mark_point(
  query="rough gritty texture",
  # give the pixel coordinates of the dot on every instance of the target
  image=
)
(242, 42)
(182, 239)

-=-=-=-=-

◆ WHAT THE TASK ASKS ◆
Rewrite the rows above, switching "rough" to "coarse" and leaving every other character as it is.

◆ REPLY ◆
mark_point(
  query="coarse gritty texture",
  # give the pixel coordinates of the dot on every instance of the target
  image=
)
(242, 42)
(182, 239)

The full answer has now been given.